----- Selected passage -----
Self-healing Agents Through E2E Testing

Creating autonomous feedback loops so you never have to be your agent's clipboard again

The Agony of Being a Coding Agent’s Debug Assistant

Over the past 4 months building using Claude Code and Cursor, I tracked 103 feature implementation runs across Claude Code and Cursor. Here's what I discovered:

  • 78% of implementations required at least one debugging session where I manually shuttled error logs and screenshots

  • Average debugging session: 3 back-and-forth message rounds

  • Only 11% of features got tests written automatically

This week's video shows how I fixed this with agent-driven E2E testing—creating autonomous feedback loops so you never have to be your agent's clipboard again.

The Real Story: Why I Chose E2E Over Unit Tests

Here's what didn't make it into the video—why E2E tests specifically solve the agent autonomy problem better than other testing approaches:

Unit Tests: Agents write them more frequently (~30% of the time in my analysis), but they miss integration issues. Your agent can write perfect logic that fails when the database connection drops or the API changes.
-----
(The task):
Could you transcribe the stretch of the E2E testing article from "Over the past" through "agent's clipboard again." word for word?
----- Available data -----
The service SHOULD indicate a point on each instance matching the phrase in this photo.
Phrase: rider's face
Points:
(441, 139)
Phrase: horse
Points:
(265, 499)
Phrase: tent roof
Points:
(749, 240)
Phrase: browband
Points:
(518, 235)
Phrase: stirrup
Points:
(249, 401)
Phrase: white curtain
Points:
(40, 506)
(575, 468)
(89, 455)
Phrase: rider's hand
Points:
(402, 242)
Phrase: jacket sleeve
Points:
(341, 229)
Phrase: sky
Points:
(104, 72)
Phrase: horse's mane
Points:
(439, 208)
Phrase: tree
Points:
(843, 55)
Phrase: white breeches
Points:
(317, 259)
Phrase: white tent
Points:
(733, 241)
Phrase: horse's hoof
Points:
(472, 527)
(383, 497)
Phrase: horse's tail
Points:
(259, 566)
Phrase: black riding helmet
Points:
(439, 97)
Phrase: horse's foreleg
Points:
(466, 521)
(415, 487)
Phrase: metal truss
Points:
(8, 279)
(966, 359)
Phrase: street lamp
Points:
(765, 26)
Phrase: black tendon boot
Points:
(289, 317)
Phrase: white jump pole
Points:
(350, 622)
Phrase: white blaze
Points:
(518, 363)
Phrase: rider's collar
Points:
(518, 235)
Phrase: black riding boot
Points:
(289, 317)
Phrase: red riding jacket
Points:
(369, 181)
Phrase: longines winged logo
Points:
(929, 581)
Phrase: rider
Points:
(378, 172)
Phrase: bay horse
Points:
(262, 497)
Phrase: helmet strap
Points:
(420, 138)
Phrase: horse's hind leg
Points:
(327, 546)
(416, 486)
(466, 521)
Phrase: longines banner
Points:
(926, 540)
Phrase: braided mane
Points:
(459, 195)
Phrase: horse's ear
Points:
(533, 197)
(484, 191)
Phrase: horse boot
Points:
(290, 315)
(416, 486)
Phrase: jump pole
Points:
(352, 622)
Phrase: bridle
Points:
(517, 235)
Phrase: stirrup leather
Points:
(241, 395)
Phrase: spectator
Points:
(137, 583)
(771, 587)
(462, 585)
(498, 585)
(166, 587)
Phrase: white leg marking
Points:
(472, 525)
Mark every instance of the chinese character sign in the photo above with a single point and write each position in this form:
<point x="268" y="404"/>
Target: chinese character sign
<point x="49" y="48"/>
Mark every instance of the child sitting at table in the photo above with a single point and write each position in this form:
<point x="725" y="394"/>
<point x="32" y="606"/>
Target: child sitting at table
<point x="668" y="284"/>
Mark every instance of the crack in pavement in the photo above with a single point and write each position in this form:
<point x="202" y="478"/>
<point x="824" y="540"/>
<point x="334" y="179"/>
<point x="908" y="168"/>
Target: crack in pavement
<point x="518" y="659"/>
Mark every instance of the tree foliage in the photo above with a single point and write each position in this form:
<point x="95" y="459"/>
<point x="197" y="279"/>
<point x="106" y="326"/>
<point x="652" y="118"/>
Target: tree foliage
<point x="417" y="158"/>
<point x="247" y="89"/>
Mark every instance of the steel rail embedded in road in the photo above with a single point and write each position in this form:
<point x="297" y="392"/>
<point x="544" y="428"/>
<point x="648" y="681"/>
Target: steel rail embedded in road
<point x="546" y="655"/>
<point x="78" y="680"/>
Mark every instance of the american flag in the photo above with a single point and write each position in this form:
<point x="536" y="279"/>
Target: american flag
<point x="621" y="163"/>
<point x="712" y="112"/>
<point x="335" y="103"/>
-----
(Task solution):
Over the past 4 months building using Claude Code and Cursor, I tracked 103 feature implementation runs across Claude Code and Cursor. Here's what I discovered:

  • 78% of implementations required at least one debugging session where I manually shuttled error logs and screenshots

  • Average debugging session: 3 back-and-forth message rounds

  • Only 11% of features got tests written automatically

This week's video shows how I fixed this with agent-driven E2E testing—creating autonomous feedback loops so you never have to be your agent's clipboard again.